Work through the data below line by line and say how many lines hold "jacket"; give only the number.
--------------------------------
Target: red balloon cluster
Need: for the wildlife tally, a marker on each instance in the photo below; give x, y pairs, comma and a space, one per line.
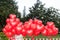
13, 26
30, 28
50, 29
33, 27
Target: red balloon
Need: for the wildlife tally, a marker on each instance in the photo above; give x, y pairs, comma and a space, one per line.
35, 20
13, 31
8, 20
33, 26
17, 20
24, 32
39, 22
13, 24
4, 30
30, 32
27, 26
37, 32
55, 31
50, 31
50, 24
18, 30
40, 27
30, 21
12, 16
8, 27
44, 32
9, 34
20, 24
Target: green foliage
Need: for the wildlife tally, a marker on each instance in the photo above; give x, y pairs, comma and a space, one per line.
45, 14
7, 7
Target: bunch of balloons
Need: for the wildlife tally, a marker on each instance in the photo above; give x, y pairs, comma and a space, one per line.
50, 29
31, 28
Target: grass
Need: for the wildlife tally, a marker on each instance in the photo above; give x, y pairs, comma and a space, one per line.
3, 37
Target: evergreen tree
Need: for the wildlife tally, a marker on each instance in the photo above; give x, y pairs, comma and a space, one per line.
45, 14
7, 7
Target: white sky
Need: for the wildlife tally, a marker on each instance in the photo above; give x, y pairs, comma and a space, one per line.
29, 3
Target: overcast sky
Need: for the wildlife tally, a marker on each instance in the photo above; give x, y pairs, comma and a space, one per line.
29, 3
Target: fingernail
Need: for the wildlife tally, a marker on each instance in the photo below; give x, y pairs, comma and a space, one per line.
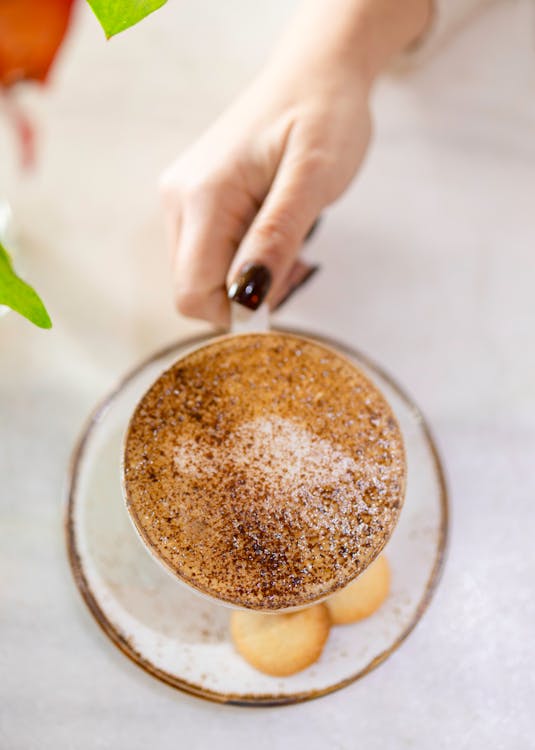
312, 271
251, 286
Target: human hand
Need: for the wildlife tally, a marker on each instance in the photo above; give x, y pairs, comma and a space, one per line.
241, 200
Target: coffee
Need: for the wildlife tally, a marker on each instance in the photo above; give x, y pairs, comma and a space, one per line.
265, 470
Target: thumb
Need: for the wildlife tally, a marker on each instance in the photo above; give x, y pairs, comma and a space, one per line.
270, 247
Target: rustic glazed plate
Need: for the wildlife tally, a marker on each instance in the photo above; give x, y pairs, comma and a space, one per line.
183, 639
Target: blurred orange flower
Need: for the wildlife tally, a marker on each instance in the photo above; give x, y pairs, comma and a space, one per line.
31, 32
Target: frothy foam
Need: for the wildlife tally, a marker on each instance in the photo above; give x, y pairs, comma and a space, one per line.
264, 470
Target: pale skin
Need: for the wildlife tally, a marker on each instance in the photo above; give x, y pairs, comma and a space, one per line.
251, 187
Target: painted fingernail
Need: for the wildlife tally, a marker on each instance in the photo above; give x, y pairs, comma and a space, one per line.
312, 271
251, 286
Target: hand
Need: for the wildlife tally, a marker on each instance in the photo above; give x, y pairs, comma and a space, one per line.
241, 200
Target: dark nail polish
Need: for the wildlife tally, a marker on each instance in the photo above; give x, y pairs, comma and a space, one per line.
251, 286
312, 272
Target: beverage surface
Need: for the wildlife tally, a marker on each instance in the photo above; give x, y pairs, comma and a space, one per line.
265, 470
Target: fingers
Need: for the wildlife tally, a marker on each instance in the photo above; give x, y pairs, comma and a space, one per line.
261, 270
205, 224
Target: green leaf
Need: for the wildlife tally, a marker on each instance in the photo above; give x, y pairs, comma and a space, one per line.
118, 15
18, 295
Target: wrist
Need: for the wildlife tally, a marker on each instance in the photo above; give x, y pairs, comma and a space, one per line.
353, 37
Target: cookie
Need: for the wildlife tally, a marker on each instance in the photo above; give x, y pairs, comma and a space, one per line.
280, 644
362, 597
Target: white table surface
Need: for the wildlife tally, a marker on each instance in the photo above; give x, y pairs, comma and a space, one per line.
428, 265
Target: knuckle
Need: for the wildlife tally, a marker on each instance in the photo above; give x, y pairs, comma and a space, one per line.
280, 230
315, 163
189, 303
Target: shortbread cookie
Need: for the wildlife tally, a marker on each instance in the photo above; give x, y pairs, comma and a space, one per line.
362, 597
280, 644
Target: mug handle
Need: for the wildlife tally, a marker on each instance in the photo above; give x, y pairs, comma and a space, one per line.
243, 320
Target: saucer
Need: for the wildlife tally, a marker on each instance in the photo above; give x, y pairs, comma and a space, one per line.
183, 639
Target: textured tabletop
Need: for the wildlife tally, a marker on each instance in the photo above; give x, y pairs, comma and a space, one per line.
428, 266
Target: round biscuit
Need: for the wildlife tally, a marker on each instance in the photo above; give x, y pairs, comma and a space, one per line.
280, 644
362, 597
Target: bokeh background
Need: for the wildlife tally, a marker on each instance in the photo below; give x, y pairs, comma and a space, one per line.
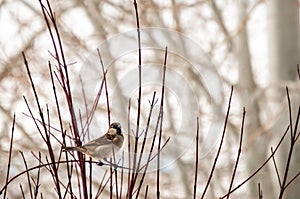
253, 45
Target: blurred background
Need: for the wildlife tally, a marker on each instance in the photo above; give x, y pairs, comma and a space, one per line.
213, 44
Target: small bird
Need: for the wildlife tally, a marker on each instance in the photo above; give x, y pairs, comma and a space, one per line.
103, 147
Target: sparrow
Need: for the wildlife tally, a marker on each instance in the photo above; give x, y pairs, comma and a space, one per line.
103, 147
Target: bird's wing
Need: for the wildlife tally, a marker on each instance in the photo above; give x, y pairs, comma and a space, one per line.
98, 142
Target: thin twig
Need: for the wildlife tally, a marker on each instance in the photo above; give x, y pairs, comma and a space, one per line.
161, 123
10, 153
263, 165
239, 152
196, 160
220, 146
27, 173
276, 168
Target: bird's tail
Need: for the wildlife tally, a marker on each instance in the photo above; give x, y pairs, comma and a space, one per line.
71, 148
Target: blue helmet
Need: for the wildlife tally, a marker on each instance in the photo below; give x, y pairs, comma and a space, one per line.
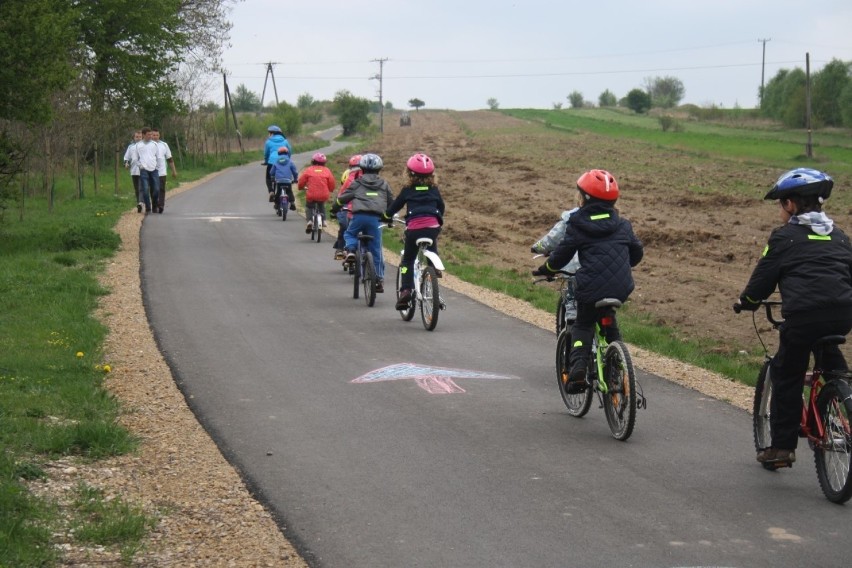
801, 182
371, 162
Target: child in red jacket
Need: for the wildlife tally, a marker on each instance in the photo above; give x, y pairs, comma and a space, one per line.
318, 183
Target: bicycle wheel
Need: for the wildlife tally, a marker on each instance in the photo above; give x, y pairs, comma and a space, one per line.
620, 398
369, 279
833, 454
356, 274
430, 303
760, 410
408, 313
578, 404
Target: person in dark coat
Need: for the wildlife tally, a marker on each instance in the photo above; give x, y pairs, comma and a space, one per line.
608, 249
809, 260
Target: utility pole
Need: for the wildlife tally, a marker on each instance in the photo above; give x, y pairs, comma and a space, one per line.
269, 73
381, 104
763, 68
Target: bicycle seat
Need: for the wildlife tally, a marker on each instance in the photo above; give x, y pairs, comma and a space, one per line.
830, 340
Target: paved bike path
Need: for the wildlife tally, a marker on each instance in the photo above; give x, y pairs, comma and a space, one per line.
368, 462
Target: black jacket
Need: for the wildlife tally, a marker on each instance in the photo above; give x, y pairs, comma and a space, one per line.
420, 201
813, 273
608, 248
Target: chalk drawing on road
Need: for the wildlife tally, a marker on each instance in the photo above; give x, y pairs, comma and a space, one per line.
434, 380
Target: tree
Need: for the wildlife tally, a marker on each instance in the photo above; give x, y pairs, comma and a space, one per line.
--------------------------------
> Output of the exercise:
2